(A block of data)
--*--

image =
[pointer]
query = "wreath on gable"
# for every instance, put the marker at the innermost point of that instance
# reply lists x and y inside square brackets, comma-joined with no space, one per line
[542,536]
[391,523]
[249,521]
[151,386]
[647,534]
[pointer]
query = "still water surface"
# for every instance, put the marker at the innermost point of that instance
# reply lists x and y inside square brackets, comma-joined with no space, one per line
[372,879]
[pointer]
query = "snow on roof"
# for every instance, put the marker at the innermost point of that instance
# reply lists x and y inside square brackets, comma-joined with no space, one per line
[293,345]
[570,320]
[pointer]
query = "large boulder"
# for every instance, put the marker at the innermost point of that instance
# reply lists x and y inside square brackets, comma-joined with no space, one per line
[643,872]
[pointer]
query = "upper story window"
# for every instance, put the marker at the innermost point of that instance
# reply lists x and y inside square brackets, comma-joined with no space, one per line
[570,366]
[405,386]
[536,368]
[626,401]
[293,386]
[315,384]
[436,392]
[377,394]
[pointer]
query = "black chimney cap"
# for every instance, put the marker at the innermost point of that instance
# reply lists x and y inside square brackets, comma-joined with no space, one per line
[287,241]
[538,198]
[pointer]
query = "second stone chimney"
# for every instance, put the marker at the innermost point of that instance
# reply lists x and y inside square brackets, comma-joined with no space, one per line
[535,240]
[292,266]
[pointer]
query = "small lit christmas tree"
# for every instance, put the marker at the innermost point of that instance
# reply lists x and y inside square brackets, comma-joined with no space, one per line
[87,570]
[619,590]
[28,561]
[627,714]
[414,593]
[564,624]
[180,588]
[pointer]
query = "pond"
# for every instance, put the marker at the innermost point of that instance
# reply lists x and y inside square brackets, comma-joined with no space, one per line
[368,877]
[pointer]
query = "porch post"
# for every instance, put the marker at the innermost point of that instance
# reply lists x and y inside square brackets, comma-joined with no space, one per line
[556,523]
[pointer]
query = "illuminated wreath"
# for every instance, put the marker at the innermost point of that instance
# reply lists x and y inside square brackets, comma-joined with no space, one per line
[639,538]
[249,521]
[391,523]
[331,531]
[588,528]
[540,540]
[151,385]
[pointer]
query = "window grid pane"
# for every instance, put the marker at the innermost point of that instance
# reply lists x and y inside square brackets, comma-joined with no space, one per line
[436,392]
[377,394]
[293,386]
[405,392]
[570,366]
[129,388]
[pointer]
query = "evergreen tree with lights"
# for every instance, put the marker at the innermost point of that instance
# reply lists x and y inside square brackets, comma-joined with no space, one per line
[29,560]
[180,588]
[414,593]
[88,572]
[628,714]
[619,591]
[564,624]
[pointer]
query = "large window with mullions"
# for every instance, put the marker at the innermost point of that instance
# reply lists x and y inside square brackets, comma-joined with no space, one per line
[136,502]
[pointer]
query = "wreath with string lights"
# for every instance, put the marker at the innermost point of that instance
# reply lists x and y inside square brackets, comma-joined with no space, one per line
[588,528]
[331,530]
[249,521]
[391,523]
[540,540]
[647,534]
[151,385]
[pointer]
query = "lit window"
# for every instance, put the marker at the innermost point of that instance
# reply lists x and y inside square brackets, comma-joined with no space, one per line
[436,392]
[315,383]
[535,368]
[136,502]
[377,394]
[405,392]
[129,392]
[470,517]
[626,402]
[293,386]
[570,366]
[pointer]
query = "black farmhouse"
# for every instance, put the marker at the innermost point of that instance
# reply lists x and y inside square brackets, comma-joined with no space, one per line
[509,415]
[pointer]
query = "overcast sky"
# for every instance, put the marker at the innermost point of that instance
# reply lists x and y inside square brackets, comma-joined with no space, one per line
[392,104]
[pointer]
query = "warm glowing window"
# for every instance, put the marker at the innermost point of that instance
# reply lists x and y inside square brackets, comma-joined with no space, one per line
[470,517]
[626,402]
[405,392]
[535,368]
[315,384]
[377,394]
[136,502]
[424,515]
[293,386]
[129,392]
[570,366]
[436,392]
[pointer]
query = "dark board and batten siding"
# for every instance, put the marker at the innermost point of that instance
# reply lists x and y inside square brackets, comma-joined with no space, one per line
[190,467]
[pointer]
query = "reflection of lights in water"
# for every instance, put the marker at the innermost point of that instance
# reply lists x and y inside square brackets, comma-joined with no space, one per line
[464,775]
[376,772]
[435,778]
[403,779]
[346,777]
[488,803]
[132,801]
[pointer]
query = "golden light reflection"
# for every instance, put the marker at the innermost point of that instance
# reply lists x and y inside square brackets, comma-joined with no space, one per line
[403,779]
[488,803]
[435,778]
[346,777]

--*--

**PROBLEM**: Extract the full listing and reproduce each line exactly.

**FULL RESPONSE**:
image =
[pointer]
query = "wreath on gable"
# for every instance, put the marker at the innermost point of that instance
# reply lists x and y inside square brackets, comma-joined with no space, one per line
[542,536]
[391,523]
[249,521]
[151,386]
[647,534]
[pointer]
query = "still water surface"
# for every instance, put the marker at the innermost point of that instance
# reply lists x and y inside square brackets, comma-joined with no space, one per line
[372,879]
[pointer]
query = "snow on roof"
# for every instance, put the marker at the innermost point of that instance
# reply lists x and y inside square brackets, comma-joined with no space, one per line
[293,345]
[570,320]
[pointer]
query = "large boulder"
# for every instance, put the marker at the innermost point of that instance
# reply lists x and y inside square brackets, comma-joined with no space, one per line
[643,872]
[pointer]
query = "upper story window"
# for every instance, put the marker at the innermost point of that instance
# reply lists x and y inside square brackets, comma-joined with no space, one per line
[570,366]
[405,386]
[536,368]
[626,401]
[293,386]
[315,384]
[436,392]
[377,394]
[pointer]
query = "black chimney cap"
# for every instance, put the marker at the innermost point of that instance
# reply lists x and y inside square brackets, comma-joined with no space, one per line
[287,241]
[538,198]
[pointer]
query = "second stone chimney"
# for every instance, put the marker at the innermost point of that instance
# reply lists x and y inside square brackets, comma-joined with no space, one per line
[535,240]
[292,266]
[pointer]
query = "small lit christmas tree"
# for every instance, put the marker at the innermost point of that instance
# reply lists x and y inside square brackets, comma-joined with no space, one per line
[87,570]
[619,590]
[28,561]
[627,714]
[414,593]
[564,624]
[180,588]
[pointer]
query = "pond"
# for every instance, put the marker at the innermost point of that instance
# reply lists x and y inside square brackets, comma-joined with no space, one per line
[368,877]
[pointer]
query = "porch post"
# for every instance, put the marker at the innermost point of that instance
# reply lists x and y inside square brackets, comma-joined with no space, one per line
[556,523]
[pointer]
query = "illuminated wreath"
# for every instance, put the marker at the innermost point of that instance
# reply lists x and y inside square brackets, comma-joined with no space, one per line
[639,538]
[249,521]
[391,523]
[331,531]
[588,528]
[540,540]
[151,385]
[pointer]
query = "window grid pane"
# for every instance, put the marker at the innermost point of that instance
# reply lists x and y inside square brackets, comma-joined with no space, one per line
[436,392]
[377,394]
[293,386]
[405,392]
[570,366]
[129,388]
[pointer]
query = "evergreen tree with lights"
# for every instance, put the marker at the innermost point of that instance
# reply lists x and y inside square brackets, comma-joined with no space, one per line
[29,560]
[180,588]
[414,593]
[88,572]
[628,714]
[619,591]
[564,624]
[pointer]
query = "large window with mullions"
# for every instance, put the marker at the innermost point of that instance
# reply lists x and y inside square brackets, comma-joined with no space, one per line
[136,502]
[pointer]
query = "wreath with string lights"
# for every instance, put the marker at the innermost point of that instance
# reply lists x and y inside square brackets, comma-joined with no space, one per line
[588,528]
[331,530]
[249,521]
[391,523]
[540,540]
[647,534]
[151,385]
[pointer]
query = "lit window"
# for every instance, put the marker at the innermost point of that instance
# reply lists x and y inside square brackets, comma-joined with no space, one per line
[436,392]
[315,383]
[535,368]
[136,502]
[377,394]
[405,392]
[129,392]
[470,517]
[626,402]
[293,386]
[570,366]
[pointer]
query = "black farmhouse"
# for every instance, put the marker at the innermost point of that instance
# reply lists x and y inside square brackets, comma-joined with no space, one per line
[509,415]
[pointer]
query = "overcast sky"
# for every instance, put the marker at the innermost point of that instance
# reply lists x and y inside square brackets, comma-joined with no space, one per line
[392,104]
[pointer]
query = "warm glowing window"
# for every instance, put the marker at the innermost point of that instance
# reply lists x and y inside square brackets, comma-joined with no space, one per line
[470,517]
[626,402]
[405,392]
[535,368]
[315,384]
[377,394]
[136,502]
[424,515]
[293,386]
[129,392]
[570,366]
[436,392]
[pointer]
query = "dark board and batten siding"
# for every instance, put the marker at the innermost point of that instance
# reply lists x and y inside square brackets, comma-joined with no space, one per line
[190,467]
[pointer]
query = "reflection of lights in water"
# for every instance, put the marker at the innermost point of that instance
# reply lists x and y inside square brackets, comma-joined with no space, one per line
[464,775]
[376,772]
[435,778]
[403,779]
[346,777]
[488,803]
[132,801]
[pointer]
query = "golden light reflection"
# for every instance, put the marker at the innermost point of that instance
# reply lists x and y inside square brackets, comma-joined with no space, one per line
[403,779]
[488,803]
[435,778]
[346,777]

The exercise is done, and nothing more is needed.